◆ **TEXTE À LIRE**:
--*--

# Obsolescence programmée pour Imac sous Icloud?



## Yul974 (2 Octobre 2018)

Bonjour à tous, 

Adepte d'Apple depuis longtemps, je suis sous un Imac dit Obsolète par Apple...
Voici la configuration de mon Mac qui fonctionnait très bien jusqu'à début septembre..
iMac (21.5-inch, Mid 2011)
Processeur 2,7 GHz Intel Core i5
Mémoire 12 Go 1333 MHz DDR3

Bien sûr, quand j'appelle L'assistance Apple, on me répond que tout conseil sera payant du à l'obsolescence de mon Mac...
car depuis, impossible de faire redescendre ou remonter vers le "nuage" aussi bien les photos que l'Icloud drive.
Plus aucune mise à jour ne se fait, L'iMAC reste bloqué sur xxxx photos à transférer, aucune photo prise par mon Ipad ou mon Iphone n'arrive sur mon IMAC, alors qu'elle sont bien arrivées sur Icloud.com. Même soucis pour Icloud Drive... aucun fichier crée sur mon Imac n'est renvoyé vers Icloud drive et donc vers mes appareils.

--*--

◆ **ENREGISTREMENTS À TRAITER**:

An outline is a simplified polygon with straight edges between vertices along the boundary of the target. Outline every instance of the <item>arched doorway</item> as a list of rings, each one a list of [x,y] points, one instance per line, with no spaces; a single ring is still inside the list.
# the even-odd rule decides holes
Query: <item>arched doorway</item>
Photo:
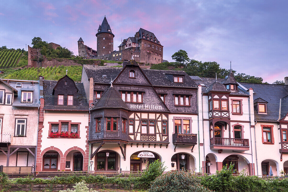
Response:
[[[171,157],[171,170],[195,170],[195,161],[194,158],[186,153],[174,154]]]
[[[153,154],[154,157],[139,157],[141,152],[148,152]],[[161,157],[158,154],[149,151],[138,151],[134,153],[130,157],[130,172],[142,171],[146,166],[149,166],[151,163],[157,159],[161,159]]]
[[[43,155],[43,171],[57,171],[60,162],[60,155],[58,152],[48,151]]]
[[[70,151],[66,156],[66,170],[83,170],[83,155],[81,152],[76,150]]]
[[[270,175],[270,166],[272,168],[273,175],[277,175],[277,167],[278,163],[274,160],[271,159],[266,159],[263,160],[261,163],[261,169],[262,175],[263,176]]]
[[[95,171],[115,171],[119,170],[119,155],[111,150],[101,151],[95,155]]]

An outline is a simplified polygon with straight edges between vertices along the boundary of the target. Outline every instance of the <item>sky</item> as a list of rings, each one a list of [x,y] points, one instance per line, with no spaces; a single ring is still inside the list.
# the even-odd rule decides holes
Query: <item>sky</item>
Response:
[[[288,1],[277,0],[2,1],[0,46],[25,48],[34,37],[77,55],[77,41],[94,49],[104,16],[114,50],[141,27],[153,33],[163,59],[180,49],[272,83],[288,76]]]

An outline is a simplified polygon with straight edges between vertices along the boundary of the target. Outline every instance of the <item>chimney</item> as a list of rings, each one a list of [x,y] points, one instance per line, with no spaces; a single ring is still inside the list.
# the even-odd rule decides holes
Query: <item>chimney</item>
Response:
[[[123,61],[123,68],[124,68],[128,63],[128,60],[124,60]]]

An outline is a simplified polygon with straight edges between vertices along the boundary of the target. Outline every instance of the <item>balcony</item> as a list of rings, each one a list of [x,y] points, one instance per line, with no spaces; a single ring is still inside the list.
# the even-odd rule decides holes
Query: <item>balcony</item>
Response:
[[[197,134],[175,133],[172,135],[173,144],[197,144]]]
[[[213,137],[210,139],[210,148],[247,151],[249,150],[249,142],[248,139]]]
[[[9,133],[0,134],[0,143],[11,144],[11,134]]]

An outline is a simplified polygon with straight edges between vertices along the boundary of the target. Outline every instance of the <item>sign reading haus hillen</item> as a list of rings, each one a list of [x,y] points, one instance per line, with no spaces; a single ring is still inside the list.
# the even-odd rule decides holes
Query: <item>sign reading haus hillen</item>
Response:
[[[149,158],[155,158],[154,154],[151,152],[143,151],[138,154],[137,157],[149,157]]]

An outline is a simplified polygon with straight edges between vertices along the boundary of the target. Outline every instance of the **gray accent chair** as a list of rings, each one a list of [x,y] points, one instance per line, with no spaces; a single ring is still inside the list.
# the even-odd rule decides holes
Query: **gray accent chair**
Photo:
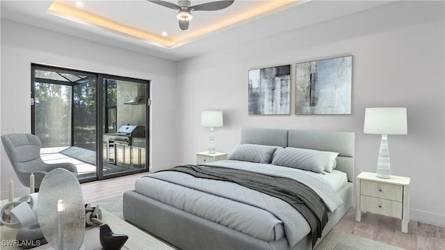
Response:
[[[36,191],[40,187],[42,180],[50,171],[62,168],[77,176],[76,165],[70,162],[47,164],[40,158],[40,139],[32,134],[9,134],[1,136],[3,143],[9,161],[19,178],[20,182],[29,187],[29,175],[34,174]]]

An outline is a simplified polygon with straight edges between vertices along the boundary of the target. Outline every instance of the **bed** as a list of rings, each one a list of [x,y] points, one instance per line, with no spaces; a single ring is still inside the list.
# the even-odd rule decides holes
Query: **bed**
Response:
[[[316,160],[302,161],[299,155],[294,167],[292,157],[302,152],[316,154],[310,158]],[[354,132],[244,127],[228,160],[137,180],[135,189],[124,194],[124,217],[181,249],[311,249],[353,205],[354,153]],[[314,221],[305,210],[295,209],[298,202],[286,203],[254,183],[246,187],[184,173],[207,170],[236,173],[231,175],[235,178],[241,176],[238,172],[254,171],[280,178],[280,183],[297,180],[318,195],[324,205],[316,206],[324,207],[319,214],[326,214],[327,222],[314,230],[317,224],[308,223]]]

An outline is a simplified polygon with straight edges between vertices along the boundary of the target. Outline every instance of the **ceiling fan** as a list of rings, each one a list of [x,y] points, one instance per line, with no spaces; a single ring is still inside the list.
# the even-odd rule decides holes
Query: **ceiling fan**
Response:
[[[189,21],[193,18],[192,10],[219,10],[230,6],[234,1],[234,0],[216,1],[191,6],[191,3],[188,0],[179,0],[177,5],[161,0],[147,1],[173,10],[178,10],[176,17],[179,19],[179,28],[183,31],[188,29]]]

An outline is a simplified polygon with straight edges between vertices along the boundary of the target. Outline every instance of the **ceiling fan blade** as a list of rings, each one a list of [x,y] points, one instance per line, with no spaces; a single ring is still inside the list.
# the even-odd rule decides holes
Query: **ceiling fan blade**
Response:
[[[181,7],[179,7],[179,6],[175,3],[172,3],[170,2],[165,1],[161,1],[161,0],[147,0],[147,1],[151,1],[153,3],[159,4],[164,7],[172,8],[173,10],[179,10],[181,8]]]
[[[188,20],[179,20],[179,28],[183,31],[187,30],[188,29]]]
[[[191,10],[218,10],[230,6],[234,1],[234,0],[213,1],[191,6],[188,9]]]

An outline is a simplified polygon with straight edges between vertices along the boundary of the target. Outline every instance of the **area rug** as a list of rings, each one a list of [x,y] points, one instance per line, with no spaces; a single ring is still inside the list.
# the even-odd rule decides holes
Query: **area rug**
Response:
[[[91,202],[91,205],[99,205],[116,217],[124,219],[122,196]],[[402,249],[357,235],[332,229],[317,245],[316,250],[401,250]]]

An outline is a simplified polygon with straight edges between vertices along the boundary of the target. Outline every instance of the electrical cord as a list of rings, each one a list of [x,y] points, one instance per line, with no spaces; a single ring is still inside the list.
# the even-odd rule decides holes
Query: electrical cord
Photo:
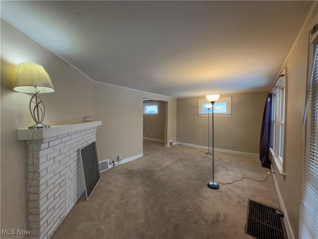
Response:
[[[267,179],[267,178],[268,177],[268,176],[271,174],[271,173],[273,173],[273,174],[275,174],[276,173],[274,172],[268,172],[267,173],[267,176],[266,176],[266,177],[265,178],[265,179],[263,180],[257,180],[257,179],[254,179],[253,178],[249,178],[248,177],[243,177],[242,178],[241,178],[240,179],[238,179],[237,180],[234,180],[233,182],[232,182],[231,183],[218,183],[219,184],[222,184],[223,185],[225,185],[226,184],[232,184],[233,183],[235,183],[235,182],[238,182],[239,181],[242,181],[243,179],[250,179],[251,180],[254,180],[254,181],[256,181],[256,182],[265,182],[265,181],[266,181],[266,179]]]
[[[28,197],[27,197],[27,207],[28,207],[28,211],[29,212],[29,215],[31,215],[31,216],[33,216],[34,214],[33,214],[33,213],[32,212],[31,210],[35,209],[35,208],[38,208],[37,207],[35,207],[35,208],[30,208],[29,206],[29,203],[30,202],[30,196],[31,194],[31,188],[32,187],[32,183],[33,182],[33,181],[34,180],[34,176],[35,175],[35,167],[34,167],[34,150],[33,150],[33,143],[34,143],[34,132],[35,131],[35,130],[36,129],[37,129],[39,128],[35,128],[32,131],[32,138],[31,138],[31,151],[32,152],[32,167],[33,167],[33,172],[32,172],[32,178],[31,179],[31,182],[30,183],[30,186],[29,186],[29,191],[28,192]],[[29,150],[30,149],[30,144],[29,145],[28,145],[28,147],[27,149],[27,167],[28,168],[29,167]],[[27,179],[28,179],[28,181],[29,181],[29,170],[28,169],[28,173],[27,173]],[[37,220],[37,222],[39,222],[39,220]],[[28,229],[30,229],[30,231],[31,231],[32,229],[32,227],[31,226],[30,227],[30,222],[28,220]],[[27,235],[25,235],[25,236],[23,238],[23,239],[25,238],[27,236]]]
[[[202,150],[200,150],[199,149],[196,149],[196,148],[193,148],[192,147],[189,147],[188,146],[184,145],[183,145],[182,144],[175,144],[174,145],[173,145],[172,147],[173,147],[173,146],[174,146],[175,145],[182,146],[183,147],[186,147],[187,148],[191,148],[192,149],[194,149],[195,150],[197,150],[197,151],[198,151],[199,152],[203,152],[203,153],[205,152],[205,151],[202,151]],[[257,179],[254,179],[253,178],[249,178],[249,177],[243,177],[242,178],[241,178],[240,179],[238,179],[237,180],[234,180],[233,182],[232,182],[231,183],[218,183],[219,184],[222,184],[223,185],[227,185],[227,184],[233,184],[233,183],[235,183],[236,182],[238,182],[238,181],[243,181],[243,179],[250,179],[251,180],[254,180],[254,181],[256,181],[256,182],[265,182],[266,180],[266,179],[267,179],[267,178],[268,177],[268,176],[272,173],[275,174],[276,173],[275,173],[274,172],[268,172],[267,173],[267,176],[266,176],[266,177],[265,178],[265,179],[263,179],[262,180],[258,180]]]
[[[174,147],[174,146],[176,146],[176,145],[182,146],[183,146],[183,147],[186,147],[186,148],[191,148],[191,149],[194,149],[195,150],[198,151],[199,152],[203,152],[203,153],[205,153],[205,151],[202,151],[202,150],[199,150],[199,149],[198,149],[197,148],[193,148],[193,147],[189,147],[189,146],[188,146],[184,145],[183,144],[174,144],[173,146],[172,146],[171,147]],[[170,147],[169,147],[170,148]]]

--*--

◆ **CONSIGNE 1**: Les affirmations (a), (b) et (c) concordent-elles avec le texte à lire ? Répondez par oui ou non à chacune et citez mot pour mot le passage du texte qui tranche. (a) L'iMac dispose de 12 Go de mémoire. (b) L'assistance Apple offre ses conseils gratuitement. (c) Les photos prises avec l'iPhone n'apparaissent pas sur iCloud.com.
◆ **CONSIGNE 2**: Relevez chaque ligne des enregistrements où figure le mot "electrical". La casse compte.
Le texte et les enregistrements n'ont aucun lien entre eux.

◆ **RÉPONSE 1**:
(a) Oui : « Mémoire 12 Go 1333 MHz DDR3 ».
(b) Non : « tout conseil sera payant du à l'obsolescence de mon Mac ».
(c) Non : « alors qu'elle sont bien arrivées sur Icloud.com ».

◆ **RÉPONSE 2**:
An outline is a simplified polygon with straight edges between vertices along the boundary of the target. Outline every instance of the electrical cord as a list of rings, each one a list of [x,y] points, one instance per line, with no spaces; a single ring is still inside the list.
Query: electrical cord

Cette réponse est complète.